- [Extracted text]:
If you want to know about my writing and coaching athletics, then go look at www.lucyestela.com. Here I’ve just cut down the info to the tech stuff
I grew up in Kurrajong …. skip to the end
I studied languages (German and Japanese – not computer languages) at The University of Sydney, but while there I spent more time working at night to pay the rent and food bills than I did studying and so finished without much confidence in any of my abilities. Looking around for something that I felt I could do, I found computer games. In my final year of university I met my now husband Matt and it was through him that I was introduced to the world of Quake and then Unreal. At that moment the metaphorical God rays shone down on his computer and a choir of angels sang. I was instantly in love with computers, computer games and above all else, designing and building levels for Quake. I quickly left my languages behind and started searching for a way to get into game design. One option open to me was to start with graphic design, so off I went to TAFE for a one year course.

- [Provided data]:
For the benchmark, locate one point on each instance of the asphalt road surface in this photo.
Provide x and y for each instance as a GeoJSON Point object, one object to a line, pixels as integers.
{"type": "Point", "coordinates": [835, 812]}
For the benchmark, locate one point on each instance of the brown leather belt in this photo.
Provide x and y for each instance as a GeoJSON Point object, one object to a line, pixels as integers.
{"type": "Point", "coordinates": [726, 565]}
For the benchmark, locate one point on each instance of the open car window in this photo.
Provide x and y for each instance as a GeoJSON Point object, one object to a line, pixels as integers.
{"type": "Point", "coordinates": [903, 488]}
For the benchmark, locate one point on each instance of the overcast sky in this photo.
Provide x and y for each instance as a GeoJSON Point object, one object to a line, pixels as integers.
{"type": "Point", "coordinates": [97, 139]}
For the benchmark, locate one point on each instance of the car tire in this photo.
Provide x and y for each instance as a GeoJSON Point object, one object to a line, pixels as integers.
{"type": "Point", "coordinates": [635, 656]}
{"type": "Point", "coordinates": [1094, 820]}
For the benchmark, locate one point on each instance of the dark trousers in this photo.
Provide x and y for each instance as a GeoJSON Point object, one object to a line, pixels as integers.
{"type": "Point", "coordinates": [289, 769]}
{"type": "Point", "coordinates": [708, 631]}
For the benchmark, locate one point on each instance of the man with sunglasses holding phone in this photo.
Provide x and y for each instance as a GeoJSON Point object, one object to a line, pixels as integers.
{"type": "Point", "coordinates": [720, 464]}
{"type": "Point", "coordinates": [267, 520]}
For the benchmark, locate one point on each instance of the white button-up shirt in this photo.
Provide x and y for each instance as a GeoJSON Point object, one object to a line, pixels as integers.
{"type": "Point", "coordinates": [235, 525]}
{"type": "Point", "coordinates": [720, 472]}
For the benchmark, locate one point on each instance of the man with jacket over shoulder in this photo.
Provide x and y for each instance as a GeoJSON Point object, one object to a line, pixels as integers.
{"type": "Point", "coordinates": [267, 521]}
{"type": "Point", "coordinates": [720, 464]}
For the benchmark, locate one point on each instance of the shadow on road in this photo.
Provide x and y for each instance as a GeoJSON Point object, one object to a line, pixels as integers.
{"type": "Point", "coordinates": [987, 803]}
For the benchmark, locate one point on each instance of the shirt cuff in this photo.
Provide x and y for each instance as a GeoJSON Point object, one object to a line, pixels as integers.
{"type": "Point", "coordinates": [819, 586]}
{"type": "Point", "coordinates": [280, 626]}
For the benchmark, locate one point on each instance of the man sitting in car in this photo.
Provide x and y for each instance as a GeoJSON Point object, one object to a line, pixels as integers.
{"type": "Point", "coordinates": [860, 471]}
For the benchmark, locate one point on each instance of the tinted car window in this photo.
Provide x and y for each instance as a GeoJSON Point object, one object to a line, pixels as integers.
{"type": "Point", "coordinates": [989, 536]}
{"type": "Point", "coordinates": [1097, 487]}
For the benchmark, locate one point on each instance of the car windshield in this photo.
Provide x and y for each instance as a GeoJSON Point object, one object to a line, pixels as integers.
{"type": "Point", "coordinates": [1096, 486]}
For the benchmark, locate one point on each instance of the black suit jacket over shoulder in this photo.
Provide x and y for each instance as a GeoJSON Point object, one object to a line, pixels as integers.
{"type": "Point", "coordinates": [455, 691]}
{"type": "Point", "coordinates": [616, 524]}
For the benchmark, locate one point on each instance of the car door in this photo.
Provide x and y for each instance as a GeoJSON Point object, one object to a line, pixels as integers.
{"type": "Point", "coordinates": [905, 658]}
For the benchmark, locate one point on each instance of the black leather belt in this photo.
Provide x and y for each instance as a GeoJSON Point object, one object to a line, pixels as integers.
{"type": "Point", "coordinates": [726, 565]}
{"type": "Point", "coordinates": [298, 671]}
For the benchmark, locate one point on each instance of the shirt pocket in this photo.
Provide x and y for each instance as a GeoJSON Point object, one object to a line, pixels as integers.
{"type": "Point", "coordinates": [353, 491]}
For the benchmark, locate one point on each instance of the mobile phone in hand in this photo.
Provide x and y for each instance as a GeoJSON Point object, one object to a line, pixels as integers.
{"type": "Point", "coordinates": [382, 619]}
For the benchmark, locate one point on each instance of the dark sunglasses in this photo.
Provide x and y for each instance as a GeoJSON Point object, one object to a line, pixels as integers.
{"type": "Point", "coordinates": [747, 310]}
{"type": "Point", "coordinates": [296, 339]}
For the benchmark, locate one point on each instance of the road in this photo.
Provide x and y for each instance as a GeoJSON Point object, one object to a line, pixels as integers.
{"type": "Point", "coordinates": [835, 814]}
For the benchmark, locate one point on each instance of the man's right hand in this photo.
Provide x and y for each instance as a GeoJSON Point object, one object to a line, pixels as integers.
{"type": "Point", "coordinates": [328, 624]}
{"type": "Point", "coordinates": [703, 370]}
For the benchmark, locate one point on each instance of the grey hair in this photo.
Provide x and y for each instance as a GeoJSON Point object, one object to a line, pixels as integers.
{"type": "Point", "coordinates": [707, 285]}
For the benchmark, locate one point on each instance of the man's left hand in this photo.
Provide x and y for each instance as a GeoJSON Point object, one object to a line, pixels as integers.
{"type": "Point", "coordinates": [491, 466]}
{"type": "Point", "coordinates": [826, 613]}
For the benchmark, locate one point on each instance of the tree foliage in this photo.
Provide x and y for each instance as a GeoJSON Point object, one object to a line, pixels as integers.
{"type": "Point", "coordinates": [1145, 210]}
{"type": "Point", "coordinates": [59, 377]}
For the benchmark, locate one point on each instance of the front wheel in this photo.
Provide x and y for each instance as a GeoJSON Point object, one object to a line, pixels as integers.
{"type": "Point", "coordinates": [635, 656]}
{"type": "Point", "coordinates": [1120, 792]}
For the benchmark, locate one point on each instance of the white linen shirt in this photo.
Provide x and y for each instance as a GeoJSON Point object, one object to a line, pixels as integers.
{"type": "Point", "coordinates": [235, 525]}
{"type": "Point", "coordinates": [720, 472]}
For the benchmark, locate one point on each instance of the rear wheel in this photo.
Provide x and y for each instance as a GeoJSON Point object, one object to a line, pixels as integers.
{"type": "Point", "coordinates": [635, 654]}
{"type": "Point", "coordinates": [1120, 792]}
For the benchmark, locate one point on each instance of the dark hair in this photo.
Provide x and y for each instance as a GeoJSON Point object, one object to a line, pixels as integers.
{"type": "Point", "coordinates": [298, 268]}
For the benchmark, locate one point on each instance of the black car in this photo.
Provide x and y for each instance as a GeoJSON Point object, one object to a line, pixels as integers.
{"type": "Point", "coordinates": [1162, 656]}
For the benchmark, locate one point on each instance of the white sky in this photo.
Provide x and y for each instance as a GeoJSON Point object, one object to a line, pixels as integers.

- [Exercises to complete]:
• a. According to the biography, which languages did the writer study at The University of Sydney?
• b. Please go on with the biography, starting after its last sentence.
The lines above were taken from a different source than the biography.

- [Outputs by task]:
• a. German and Japanese.

• b.
At about this time the internet was quickly becoming the next big thing and startup dot com companies were springing up all over Sydney. Not having the money to return to a second year of TAFE I then worked in a handful of places before winding up at Leo Burnett in their digital department. This really was a very lucky break and I was desperately underqualified, but I spent the hour long interview talking with the head of the department about our mutual love of computer games and I think that won him over.
It was in web development that I would then spend the next 13 years of my life, both in Sydney and, from 2003 to 2009 in London. I didn’t do any design, I was purely on the hard core coding side of it, and I loved every minute. I found, much to my surprise, that coding was easy, while design was increasingly difficult with the multitude of client demands and changes that came with every job. I loved living in London and my husband and I bought our first home and had our first child there. So it will always have a special place in my heart.
In 2009 my husband, our daughter and I moved back to Sydney so that I could spend more time with my dad who had been diagnosed with Alzheimer’s. Child care waiting lists were and still are so ridiculously long in Sydney that one of us, either my husband or I, would have to stay home and look after our daughter while we waited for a place to become available for her. Since Matt had a job lined up already, I was the one to stay home. However, I had never been unemployed before and I found that I really needed something to keep my mind busy.
Stuff about becoming a kids book author in here….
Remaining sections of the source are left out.